**Il tuo obiettivo**: Nell'estratto su Docker, accorcia il paragrafo che comincia con «Un ambiente Docker è in ultima analisi» senza perdere le informazioni principali.

**Estratto del testo**:
Sul successo del modello-container e di Docker c’è poco da dire: piace perché è una forma di virtualizzazione “leggera” e perché si adatta bene al concetto dei microservizi, altro trend inarrestabile.
Non sorprende quindi che moltissime aziende siano rapidamente salite sul treno di Docker, tranne poi a chiedersi quanto la piattaforma sia davvero sicura, per la sua impostazione. In realtà non è una domanda che ha una risposta semplice, perché Docker più che una piattaforma è un insieme di elementi (almeno due) la cui sicurezza a valutata in modo differente.
Un ambiente Docker è in ultima analisi composto dall’engine che si occupa di gestire i container (quello che di solito implicitamente si indica quando si cita Docker) e dai container stessi. La sicurezza va quindi considerata in maniera distinta per il primo e per i secondi.

**Dati forniti**:

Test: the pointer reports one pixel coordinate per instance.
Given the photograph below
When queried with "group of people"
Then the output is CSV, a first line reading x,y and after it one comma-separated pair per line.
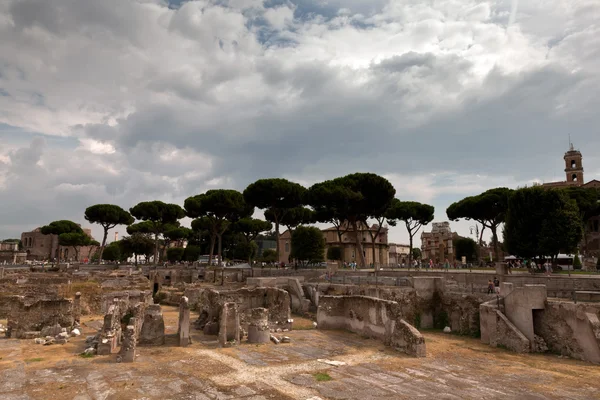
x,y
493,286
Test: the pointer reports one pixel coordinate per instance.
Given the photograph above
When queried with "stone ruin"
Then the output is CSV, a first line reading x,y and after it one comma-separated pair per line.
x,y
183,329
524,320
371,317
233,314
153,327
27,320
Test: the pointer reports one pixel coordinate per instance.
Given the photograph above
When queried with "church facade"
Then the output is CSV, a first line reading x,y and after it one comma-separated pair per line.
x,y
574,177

* * *

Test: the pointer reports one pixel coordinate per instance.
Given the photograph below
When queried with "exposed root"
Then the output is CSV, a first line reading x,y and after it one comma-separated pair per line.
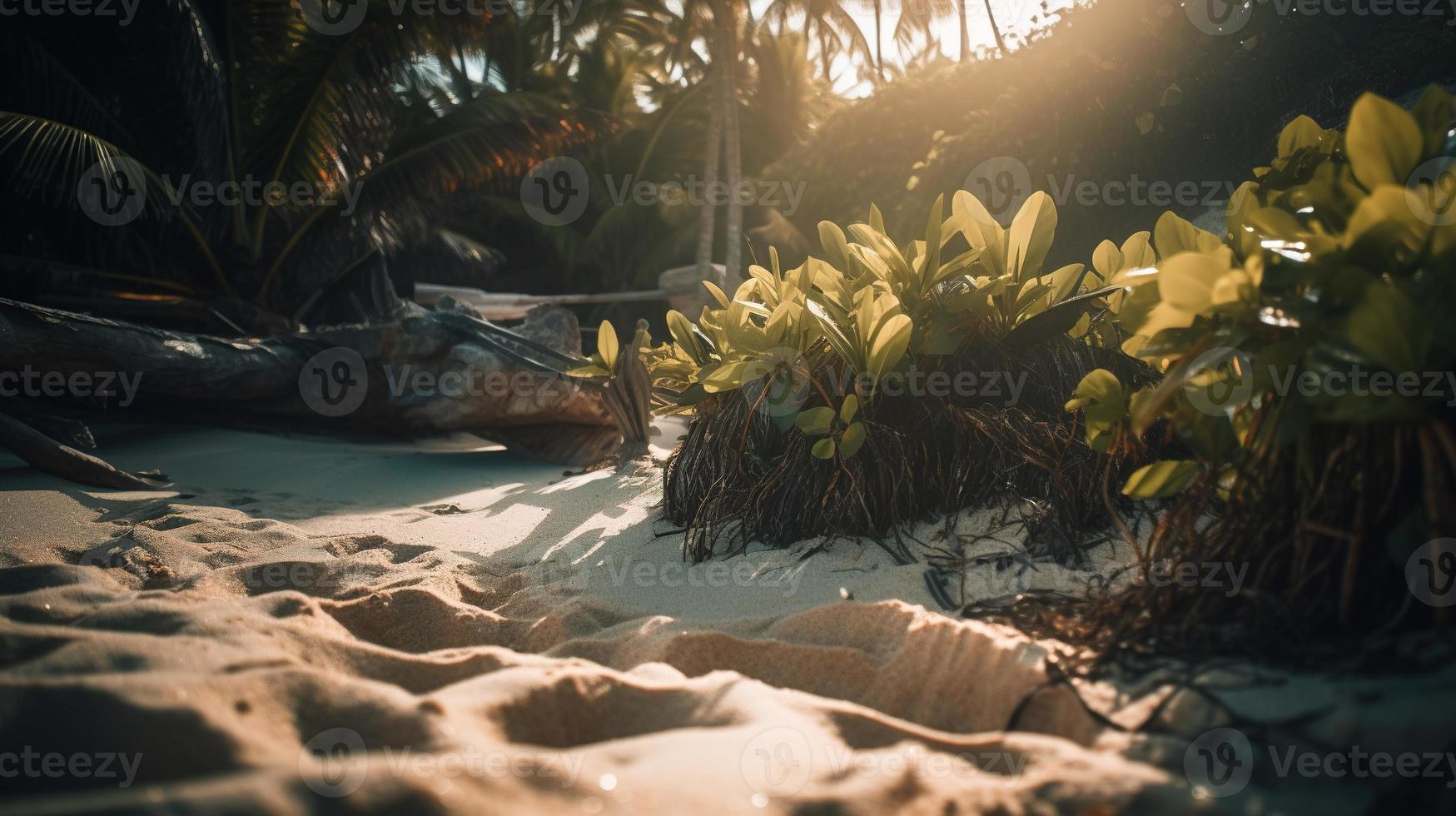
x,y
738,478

...

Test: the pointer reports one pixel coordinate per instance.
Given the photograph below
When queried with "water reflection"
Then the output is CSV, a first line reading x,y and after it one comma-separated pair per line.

**Soluzione dell'esercizio**: Un ambiente Docker ha due parti: l'engine, che gestisce i container, e i container stessi. Per questo la sicurezza va valutata separatamente per ciascuna delle due.